In cmdmod.py in _run there's:

# Set the default working directory to the home directory
# of the user salt-minion is running as.  Default:  /root
if not cwd:
    cwd = os.path.expanduser('~{0}'.format('' if not runas else runas))

Since /root is 0700 www-data can't use it as a cwd.

Thoughts on how to handle this? Do we make / the cwd by default if there's no runas?

borgstrom commented 11 years ago

One more piece of info.

If I su - www-data and then run the script via the php cli then everything works and os.path.expanduser does select /var/www as the cwd. So it appears that php-fpm is invoking its children in a similar manor to sudo and ~ is expanding to /root.

In our python web apps they run as a non-privileged user so their ~ expands to their homes as well, and is why this never came up before in our web integrations.

borgstrom commented 11 years ago

Once I fixed the permission denied error (by defaulting cwd to / if no runas was provided) I ran into yet another issue in the os_data function:

Traceback (most recent call last):
  File "/usr/lib/python2.6/dist-packages/salt/grains/core.py", line 500, in os_data
    grains.update(_hw_data(grains))
  File "/usr/lib/python2.6/dist-packages/salt/grains/core.py", line 669, in _hw_data
    grains.update(_dmidecode_data(linux_dmi_regex))
  File "/usr/lib/python2.6/dist-packages/salt/grains/core.py", line 603, in _dmidecode_data
    if not salt.utils.which('dmidecode'):
  File "/usr/lib/python2.6/dist-packages/salt/utils/__init__.py", line 248, in which
    for path in os.environ.get('PATH').split(os.pathsep):
AttributeError: 'NoneType' object has no attribute 'split'

And here's the ultra simplistic environment supplied by the fastcgi environment:

{'HOME': '/var/www', 'PWD': '/var/www/', 'USER': 'www-data'}

A pull request to use a sane default path in which is coming in a second.

* _SHORT PROBLEM A_
Gather every line of the records that contains the string "beige", matching case exactly.
The thread and the records have no connection to each other.

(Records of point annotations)

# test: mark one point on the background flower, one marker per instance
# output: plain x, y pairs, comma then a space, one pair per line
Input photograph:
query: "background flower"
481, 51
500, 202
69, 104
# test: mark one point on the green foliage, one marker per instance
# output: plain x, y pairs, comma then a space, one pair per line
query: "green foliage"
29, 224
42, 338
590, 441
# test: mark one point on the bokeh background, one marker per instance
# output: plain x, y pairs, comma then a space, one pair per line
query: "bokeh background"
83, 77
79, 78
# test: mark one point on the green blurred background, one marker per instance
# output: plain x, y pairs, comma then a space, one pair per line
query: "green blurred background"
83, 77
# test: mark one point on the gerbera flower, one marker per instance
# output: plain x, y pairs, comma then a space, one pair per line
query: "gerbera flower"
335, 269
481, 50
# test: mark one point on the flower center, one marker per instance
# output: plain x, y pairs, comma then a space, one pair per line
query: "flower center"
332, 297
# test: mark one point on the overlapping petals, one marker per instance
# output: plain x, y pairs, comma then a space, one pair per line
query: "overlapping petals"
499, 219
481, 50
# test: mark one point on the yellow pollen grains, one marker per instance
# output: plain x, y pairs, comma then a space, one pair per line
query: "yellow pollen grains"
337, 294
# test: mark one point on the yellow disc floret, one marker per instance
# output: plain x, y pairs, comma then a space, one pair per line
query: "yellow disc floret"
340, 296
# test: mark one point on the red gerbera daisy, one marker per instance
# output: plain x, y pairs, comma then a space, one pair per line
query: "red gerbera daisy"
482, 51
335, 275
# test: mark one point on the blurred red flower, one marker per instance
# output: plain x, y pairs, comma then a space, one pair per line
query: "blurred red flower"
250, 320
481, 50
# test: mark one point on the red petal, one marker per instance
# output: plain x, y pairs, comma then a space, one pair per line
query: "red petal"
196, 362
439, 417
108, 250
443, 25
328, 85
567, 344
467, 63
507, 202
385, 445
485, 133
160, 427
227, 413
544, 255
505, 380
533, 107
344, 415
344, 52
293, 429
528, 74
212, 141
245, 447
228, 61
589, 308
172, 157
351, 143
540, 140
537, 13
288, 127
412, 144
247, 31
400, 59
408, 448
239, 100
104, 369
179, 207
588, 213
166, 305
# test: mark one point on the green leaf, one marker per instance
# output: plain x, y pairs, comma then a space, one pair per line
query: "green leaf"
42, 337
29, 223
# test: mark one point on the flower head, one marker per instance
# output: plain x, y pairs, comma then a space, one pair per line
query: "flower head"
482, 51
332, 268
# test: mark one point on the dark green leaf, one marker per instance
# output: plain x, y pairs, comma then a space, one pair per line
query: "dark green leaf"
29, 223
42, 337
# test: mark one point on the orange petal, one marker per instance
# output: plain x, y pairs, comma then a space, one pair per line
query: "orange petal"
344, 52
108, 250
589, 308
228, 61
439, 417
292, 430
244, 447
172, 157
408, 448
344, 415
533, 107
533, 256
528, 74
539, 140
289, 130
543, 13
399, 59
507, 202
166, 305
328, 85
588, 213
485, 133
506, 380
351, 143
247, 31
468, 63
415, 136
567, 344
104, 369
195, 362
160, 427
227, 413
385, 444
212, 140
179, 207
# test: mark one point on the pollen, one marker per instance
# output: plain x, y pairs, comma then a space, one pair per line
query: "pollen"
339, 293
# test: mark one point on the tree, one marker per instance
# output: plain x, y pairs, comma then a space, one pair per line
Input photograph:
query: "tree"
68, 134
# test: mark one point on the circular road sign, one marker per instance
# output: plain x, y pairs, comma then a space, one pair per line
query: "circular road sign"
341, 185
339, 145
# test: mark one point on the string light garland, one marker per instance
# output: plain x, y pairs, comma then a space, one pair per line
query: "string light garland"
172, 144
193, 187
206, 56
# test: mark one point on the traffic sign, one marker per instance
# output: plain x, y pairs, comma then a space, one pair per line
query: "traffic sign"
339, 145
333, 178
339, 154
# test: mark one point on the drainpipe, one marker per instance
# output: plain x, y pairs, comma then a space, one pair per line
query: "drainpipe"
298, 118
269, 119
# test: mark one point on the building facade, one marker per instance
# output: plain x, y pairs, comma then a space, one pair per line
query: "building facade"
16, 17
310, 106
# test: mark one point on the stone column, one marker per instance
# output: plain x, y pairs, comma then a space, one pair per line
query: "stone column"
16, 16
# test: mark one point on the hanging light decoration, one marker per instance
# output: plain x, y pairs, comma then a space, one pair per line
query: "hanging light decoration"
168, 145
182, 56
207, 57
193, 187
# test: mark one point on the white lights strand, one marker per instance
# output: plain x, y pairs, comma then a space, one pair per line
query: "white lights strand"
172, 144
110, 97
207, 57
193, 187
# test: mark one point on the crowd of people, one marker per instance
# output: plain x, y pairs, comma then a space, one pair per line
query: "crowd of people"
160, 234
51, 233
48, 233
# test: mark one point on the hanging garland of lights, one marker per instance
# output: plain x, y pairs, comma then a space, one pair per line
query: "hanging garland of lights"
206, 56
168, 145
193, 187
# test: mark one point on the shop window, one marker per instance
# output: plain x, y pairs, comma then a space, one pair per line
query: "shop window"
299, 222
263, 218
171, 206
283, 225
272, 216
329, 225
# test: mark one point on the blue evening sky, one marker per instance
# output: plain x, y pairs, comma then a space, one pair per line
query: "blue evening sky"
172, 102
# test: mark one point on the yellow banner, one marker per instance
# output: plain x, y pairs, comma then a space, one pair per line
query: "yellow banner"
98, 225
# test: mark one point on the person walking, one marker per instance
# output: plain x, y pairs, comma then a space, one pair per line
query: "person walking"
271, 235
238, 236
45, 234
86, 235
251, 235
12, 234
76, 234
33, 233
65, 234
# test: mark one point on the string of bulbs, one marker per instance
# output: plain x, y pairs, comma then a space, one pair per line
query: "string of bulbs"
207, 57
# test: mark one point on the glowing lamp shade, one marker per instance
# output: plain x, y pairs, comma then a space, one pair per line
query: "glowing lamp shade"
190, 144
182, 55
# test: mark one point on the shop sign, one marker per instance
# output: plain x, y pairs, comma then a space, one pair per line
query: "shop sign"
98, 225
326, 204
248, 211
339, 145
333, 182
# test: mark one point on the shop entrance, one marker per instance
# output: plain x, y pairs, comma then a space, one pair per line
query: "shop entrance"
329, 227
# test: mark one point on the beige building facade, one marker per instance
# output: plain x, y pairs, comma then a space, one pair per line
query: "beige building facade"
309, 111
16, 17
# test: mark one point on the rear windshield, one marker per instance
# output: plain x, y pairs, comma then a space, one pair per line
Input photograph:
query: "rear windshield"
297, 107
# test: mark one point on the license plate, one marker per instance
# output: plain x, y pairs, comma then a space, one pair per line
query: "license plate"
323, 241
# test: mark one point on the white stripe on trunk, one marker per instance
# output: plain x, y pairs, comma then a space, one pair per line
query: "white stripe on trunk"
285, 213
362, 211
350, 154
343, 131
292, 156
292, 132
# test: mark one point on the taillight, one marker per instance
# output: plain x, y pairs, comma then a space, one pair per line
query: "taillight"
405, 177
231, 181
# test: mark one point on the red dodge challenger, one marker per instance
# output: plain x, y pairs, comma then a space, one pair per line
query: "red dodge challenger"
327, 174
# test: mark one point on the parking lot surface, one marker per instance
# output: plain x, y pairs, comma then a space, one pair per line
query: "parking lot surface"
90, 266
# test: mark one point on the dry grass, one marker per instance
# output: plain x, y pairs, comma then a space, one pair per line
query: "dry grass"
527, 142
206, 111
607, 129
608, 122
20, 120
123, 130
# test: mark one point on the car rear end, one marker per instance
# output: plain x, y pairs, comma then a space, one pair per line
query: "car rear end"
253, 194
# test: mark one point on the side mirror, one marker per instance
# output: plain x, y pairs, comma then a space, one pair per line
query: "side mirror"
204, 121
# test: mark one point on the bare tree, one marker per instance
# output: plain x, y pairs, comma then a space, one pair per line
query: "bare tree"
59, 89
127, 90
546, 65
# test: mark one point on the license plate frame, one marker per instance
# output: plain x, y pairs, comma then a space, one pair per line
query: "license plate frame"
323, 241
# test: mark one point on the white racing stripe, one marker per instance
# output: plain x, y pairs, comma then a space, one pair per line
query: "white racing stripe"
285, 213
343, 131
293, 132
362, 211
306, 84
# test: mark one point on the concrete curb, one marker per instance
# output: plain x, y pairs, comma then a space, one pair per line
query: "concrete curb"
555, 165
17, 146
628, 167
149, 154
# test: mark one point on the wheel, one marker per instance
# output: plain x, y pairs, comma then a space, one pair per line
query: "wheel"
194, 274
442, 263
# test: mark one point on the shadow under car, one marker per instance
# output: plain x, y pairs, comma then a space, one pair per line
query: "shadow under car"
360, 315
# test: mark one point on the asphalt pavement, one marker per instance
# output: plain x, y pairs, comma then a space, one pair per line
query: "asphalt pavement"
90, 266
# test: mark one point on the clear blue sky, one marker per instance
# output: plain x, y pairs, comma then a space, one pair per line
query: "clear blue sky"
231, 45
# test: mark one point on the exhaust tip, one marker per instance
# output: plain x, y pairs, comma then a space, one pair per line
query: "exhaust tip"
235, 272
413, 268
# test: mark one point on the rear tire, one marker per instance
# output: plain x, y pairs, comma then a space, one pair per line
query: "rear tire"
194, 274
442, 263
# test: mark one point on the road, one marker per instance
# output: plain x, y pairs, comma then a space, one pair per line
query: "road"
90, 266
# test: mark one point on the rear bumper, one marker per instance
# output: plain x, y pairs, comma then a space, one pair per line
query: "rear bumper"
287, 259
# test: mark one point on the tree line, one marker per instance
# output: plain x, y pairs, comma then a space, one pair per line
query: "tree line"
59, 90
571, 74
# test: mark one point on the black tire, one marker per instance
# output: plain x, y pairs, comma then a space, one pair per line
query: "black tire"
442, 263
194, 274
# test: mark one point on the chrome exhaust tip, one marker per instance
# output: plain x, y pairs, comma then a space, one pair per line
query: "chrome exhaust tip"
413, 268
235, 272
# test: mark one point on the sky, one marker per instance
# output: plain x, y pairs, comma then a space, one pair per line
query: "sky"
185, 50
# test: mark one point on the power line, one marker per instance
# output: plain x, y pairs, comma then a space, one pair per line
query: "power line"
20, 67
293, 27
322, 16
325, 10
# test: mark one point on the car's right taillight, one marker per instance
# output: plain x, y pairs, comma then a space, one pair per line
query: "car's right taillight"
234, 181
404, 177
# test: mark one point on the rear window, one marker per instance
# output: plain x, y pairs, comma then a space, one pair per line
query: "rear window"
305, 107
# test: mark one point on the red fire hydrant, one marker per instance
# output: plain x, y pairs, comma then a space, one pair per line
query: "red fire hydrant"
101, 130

* _SHORT PROBLEM B_
Translate this sentence from the thread on the salt-minion working directory into Spanish: "Since /root is 0700 www-data can't use it as a cwd."

* _FINAL RESULT A_
# test: mark one point on the beige building facade, one marker per instance
query: "beige building facade"

* _FINAL RESULT B_
Como /root tiene permisos 0700, www-data no puede usarlo como cwd.